§ **Requirements**
#1 Answer these from the post on two Mamet plays:
(a) Which play did the writer see on Thursday?
(b) What does the only female character say several times in both plays?
(c) At what ages did the writer's father take the two brothers out of school?
#2 Please rewrite the post on two Mamet plays from "Saturday, March 22, 2008" to "in truth manipulating.", with "Thursday" changed to "Wednesday".

§ **Source extract**
====

Saturday, March 22, 2008

Two nights with Mamet and other nights

There are only very few things in life that will be satisfying two nights in a row…Mamet would have been one of those if only there weren’t so many similarities between Oleanna which I saw on Thursday and Speed the Plow which I saw last night…

In both plays, the only female character said ‘I don’t understand’ several times, delivered in almost the same voice, the same tone. One could follow the line of argument Carol in Oleanna does and say Mamet is deliberately making his female characters seemingly naïve but in truth manipulating.

Both plays develop at the same speed through their three acts as I illustrate below. In both plays, characters are annoyed or saved by the phone – that is perhaps to give those on stage a little breather from the verbal cross-fire Mamet makes them engage in…actors become fast talking loose cannons - they were looser in the Plow, a little more cautious in Oleanna…I don’t know about the plays enough to know if it was the acting or the script.

***

Act 1 in both plays is relatively quiet where we learn about the characters, their past, their expectations of future, what they do and don’t understand. This is where observations about society are made – in particular the society of the 1980s when both plays were written, but some things never change. Observations are of course mostly about what’s wrong in the society.

In Oleanna, there is a long exchange about the role of education – ‘our
predilection for education is prejudiced’ the Professor says. We don’t all have
to be educated. Education is a waste of time when it’s just about memorising and
retaining information. It should be about questioning information, knowledge,
positions, power and power games. My father argued the same when he took my two
brothers out of school aged 12 and 15. He didn’t want them to grow up fitting
the same mould as everyone else. Perhaps he was right but I wish my brothers
could have made the choice themselves – perhaps that’s impossible…but isn’t
there always a mould we fit in even if it’s ‘no mould’?

====

(Items stored from a collection)
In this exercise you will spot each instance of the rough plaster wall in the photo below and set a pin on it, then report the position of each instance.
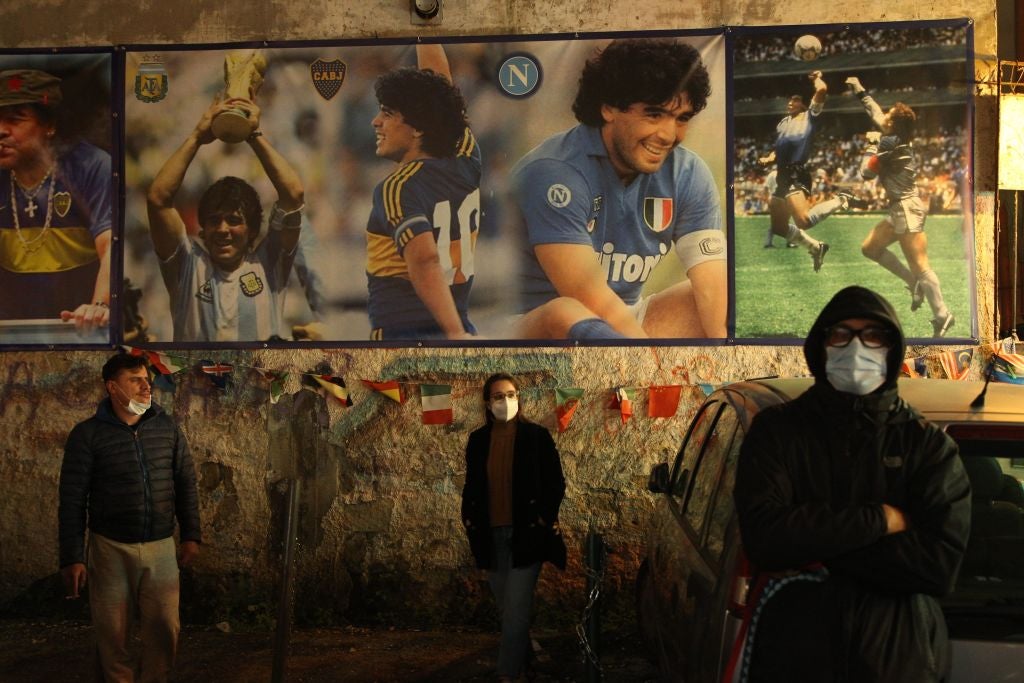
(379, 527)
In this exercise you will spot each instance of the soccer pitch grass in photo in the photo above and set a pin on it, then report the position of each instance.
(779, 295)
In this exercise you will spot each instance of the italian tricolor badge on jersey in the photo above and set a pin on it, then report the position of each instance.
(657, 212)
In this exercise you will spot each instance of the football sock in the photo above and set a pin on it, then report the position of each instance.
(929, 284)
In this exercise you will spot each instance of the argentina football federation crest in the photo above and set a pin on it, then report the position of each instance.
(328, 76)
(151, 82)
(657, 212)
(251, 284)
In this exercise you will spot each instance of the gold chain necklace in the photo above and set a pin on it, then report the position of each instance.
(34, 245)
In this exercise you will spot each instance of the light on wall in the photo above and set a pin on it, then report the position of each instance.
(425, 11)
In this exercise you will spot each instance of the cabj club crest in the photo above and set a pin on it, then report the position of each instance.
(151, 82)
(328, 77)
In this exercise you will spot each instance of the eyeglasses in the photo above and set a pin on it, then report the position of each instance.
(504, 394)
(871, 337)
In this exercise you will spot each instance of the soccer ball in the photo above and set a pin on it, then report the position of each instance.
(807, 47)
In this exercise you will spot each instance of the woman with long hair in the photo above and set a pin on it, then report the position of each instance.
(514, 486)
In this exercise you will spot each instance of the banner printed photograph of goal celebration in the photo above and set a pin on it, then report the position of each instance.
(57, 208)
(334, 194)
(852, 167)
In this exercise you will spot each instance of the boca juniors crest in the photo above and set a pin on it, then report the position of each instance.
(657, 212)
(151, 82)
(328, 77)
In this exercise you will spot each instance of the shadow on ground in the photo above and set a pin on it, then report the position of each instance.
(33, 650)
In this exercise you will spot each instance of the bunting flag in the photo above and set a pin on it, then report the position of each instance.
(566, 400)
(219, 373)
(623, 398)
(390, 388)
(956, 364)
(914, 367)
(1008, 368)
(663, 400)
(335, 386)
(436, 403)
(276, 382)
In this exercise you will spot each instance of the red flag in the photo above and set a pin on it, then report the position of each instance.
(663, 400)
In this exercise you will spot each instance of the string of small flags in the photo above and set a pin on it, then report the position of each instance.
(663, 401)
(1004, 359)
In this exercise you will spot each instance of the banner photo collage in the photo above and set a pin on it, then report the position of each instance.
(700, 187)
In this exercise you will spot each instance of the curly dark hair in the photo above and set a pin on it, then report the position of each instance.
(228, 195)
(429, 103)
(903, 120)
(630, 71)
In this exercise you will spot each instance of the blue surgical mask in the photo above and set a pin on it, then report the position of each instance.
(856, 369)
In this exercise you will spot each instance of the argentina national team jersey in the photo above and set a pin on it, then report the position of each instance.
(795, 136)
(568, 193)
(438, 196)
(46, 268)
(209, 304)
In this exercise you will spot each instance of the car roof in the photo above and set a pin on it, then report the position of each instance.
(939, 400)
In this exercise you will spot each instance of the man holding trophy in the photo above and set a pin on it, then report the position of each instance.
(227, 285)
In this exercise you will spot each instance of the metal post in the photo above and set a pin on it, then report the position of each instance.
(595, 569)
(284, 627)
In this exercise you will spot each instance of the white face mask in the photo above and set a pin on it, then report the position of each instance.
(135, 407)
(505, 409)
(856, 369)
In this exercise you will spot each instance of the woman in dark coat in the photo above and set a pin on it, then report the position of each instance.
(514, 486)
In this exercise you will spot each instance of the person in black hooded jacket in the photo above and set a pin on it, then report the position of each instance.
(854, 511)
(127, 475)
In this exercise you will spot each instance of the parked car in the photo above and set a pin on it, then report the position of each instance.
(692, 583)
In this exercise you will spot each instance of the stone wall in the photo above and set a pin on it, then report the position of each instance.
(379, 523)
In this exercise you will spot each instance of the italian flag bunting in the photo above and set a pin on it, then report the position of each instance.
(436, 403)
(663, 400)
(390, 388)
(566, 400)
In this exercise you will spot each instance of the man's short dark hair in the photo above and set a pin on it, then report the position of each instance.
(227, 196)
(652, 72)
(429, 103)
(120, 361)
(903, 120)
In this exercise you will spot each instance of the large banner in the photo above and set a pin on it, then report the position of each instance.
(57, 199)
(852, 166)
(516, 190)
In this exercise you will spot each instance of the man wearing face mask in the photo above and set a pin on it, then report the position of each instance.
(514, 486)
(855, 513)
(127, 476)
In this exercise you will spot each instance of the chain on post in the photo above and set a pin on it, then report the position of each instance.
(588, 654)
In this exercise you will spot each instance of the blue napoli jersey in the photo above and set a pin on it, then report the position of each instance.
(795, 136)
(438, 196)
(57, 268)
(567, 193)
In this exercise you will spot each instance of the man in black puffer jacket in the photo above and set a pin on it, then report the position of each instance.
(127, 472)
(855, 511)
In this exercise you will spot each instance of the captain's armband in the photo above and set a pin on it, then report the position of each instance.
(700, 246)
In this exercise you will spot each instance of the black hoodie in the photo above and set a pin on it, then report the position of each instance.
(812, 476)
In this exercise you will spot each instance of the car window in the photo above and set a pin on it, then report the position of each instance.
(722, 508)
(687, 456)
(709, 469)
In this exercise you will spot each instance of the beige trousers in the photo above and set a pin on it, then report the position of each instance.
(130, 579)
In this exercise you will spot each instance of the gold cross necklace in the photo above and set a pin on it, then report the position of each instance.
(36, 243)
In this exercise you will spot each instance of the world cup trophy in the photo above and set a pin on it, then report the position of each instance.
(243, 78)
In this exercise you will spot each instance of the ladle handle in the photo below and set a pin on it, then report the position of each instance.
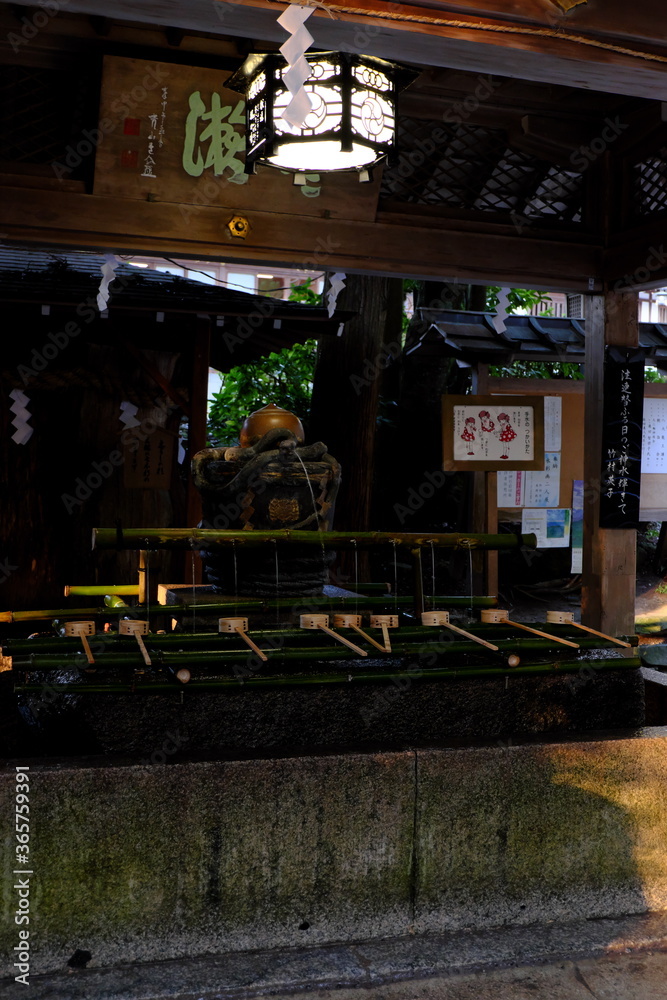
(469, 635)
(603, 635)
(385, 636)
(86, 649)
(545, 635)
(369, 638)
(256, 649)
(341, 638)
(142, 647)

====

§ **Outputs for the tasks**
#1
(a) Oleanna
(b) 'I don't understand'
(c) 12 and 15

#2
Saturday, March 22, 2008

Two nights with Mamet and other nights

There are only very few things in life that will be satisfying two nights in a row…Mamet would have been one of those if only there weren’t so many similarities between Oleanna which I saw on Wednesday and Speed the Plow which I saw last night…

In both plays, the only female character said ‘I don’t understand’ several times, delivered in almost the same voice, the same tone. One could follow the line of argument Carol in Oleanna does and say Mamet is deliberately making his female characters seemingly naïve but in truth manipulating.